====== RECORDS PROVIDED

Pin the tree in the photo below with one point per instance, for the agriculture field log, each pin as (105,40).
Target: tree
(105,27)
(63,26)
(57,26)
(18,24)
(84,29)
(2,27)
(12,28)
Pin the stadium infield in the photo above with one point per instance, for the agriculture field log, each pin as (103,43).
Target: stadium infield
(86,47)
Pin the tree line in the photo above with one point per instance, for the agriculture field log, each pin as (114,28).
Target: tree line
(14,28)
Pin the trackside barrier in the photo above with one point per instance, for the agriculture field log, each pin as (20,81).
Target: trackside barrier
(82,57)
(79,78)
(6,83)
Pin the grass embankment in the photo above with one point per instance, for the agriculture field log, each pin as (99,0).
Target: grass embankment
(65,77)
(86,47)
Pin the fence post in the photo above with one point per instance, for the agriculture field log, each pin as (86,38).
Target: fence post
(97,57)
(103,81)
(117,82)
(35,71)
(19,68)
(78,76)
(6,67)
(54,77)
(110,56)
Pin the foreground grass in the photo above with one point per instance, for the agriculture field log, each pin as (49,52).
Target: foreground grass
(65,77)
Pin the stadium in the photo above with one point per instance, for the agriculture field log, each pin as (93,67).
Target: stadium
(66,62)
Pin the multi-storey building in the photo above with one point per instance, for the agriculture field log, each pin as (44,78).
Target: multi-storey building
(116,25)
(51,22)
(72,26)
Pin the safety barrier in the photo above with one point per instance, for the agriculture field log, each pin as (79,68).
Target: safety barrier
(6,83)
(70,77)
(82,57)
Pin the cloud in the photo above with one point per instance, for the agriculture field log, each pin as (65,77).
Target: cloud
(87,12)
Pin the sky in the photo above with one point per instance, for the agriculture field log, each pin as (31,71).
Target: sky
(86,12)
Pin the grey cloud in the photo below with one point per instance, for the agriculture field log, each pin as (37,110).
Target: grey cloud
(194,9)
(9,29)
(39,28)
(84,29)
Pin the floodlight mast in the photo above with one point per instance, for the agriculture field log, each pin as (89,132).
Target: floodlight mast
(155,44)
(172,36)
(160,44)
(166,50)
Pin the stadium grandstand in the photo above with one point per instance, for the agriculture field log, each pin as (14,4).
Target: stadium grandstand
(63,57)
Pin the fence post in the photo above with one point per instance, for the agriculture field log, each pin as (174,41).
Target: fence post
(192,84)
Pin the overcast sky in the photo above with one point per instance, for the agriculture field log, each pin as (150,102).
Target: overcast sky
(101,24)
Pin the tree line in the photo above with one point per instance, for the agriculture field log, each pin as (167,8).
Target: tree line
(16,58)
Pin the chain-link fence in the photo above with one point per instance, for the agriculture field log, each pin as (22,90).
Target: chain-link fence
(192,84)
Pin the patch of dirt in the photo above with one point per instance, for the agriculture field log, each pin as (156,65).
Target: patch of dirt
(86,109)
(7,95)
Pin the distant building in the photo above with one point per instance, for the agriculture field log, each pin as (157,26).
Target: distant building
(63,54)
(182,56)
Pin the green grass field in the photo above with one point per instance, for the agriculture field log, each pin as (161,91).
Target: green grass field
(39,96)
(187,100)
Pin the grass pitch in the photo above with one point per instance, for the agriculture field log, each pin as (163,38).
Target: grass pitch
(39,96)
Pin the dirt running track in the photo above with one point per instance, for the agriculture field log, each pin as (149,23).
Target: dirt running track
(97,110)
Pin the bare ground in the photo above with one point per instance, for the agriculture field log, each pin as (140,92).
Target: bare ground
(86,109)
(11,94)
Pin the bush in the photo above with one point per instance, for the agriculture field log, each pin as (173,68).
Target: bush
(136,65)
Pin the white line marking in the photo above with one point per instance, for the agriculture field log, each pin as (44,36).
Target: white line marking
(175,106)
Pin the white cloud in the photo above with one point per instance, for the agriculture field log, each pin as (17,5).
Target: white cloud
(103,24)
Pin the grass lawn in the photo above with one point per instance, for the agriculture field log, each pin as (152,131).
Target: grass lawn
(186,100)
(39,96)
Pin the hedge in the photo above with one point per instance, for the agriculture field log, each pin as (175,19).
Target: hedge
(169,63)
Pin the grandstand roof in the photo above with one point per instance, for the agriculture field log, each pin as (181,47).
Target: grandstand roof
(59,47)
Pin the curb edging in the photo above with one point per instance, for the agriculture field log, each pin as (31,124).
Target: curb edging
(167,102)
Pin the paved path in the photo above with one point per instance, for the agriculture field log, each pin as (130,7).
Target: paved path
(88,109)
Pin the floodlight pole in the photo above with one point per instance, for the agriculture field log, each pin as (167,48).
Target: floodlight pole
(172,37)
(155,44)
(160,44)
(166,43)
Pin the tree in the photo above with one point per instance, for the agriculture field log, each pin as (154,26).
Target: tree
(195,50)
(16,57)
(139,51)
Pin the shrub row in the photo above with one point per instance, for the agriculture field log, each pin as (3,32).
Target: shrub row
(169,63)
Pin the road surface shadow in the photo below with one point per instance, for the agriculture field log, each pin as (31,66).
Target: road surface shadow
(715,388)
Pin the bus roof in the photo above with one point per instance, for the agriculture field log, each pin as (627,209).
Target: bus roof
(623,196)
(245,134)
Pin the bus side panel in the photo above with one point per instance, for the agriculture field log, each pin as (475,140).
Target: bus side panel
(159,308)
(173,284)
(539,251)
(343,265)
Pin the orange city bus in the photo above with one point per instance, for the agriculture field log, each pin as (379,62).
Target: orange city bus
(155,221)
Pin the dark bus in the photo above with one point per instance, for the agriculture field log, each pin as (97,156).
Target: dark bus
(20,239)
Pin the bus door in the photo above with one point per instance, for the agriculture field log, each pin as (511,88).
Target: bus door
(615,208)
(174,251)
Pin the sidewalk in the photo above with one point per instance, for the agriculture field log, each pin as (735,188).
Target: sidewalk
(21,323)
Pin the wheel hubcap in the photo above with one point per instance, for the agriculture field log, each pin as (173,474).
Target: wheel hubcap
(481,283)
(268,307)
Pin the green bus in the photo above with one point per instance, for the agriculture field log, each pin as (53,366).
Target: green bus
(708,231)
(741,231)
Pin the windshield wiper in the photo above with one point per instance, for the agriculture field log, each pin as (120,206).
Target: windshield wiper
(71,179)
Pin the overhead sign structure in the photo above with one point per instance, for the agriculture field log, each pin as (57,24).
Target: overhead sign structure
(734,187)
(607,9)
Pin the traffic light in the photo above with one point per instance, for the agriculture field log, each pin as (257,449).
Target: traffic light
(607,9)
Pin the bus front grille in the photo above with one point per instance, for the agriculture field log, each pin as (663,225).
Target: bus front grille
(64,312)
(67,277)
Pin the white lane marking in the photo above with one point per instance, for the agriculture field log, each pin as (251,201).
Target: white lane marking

============

EXERCISE BRIEF:
Extract exactly and only the lines above from the line containing "Target: white cloud" through the line containing "Pin the curb", both end lines included.

OUTPUT FOR THIS TASK:
Target: white cloud
(103,24)
Pin the grass lawn in the photo above with one point per instance, for the agriculture field log, each pin as (152,131).
Target: grass lawn
(186,100)
(39,96)
Pin the hedge in the photo above with one point per instance, for the agriculture field log, each pin as (175,19).
Target: hedge
(169,63)
Pin the grandstand roof in the photo above with one point per instance, for the agriculture field log, each pin as (181,47).
Target: grandstand roof
(59,47)
Pin the curb edging in the photo above with one point per instance, for the agriculture field log, each pin as (31,124).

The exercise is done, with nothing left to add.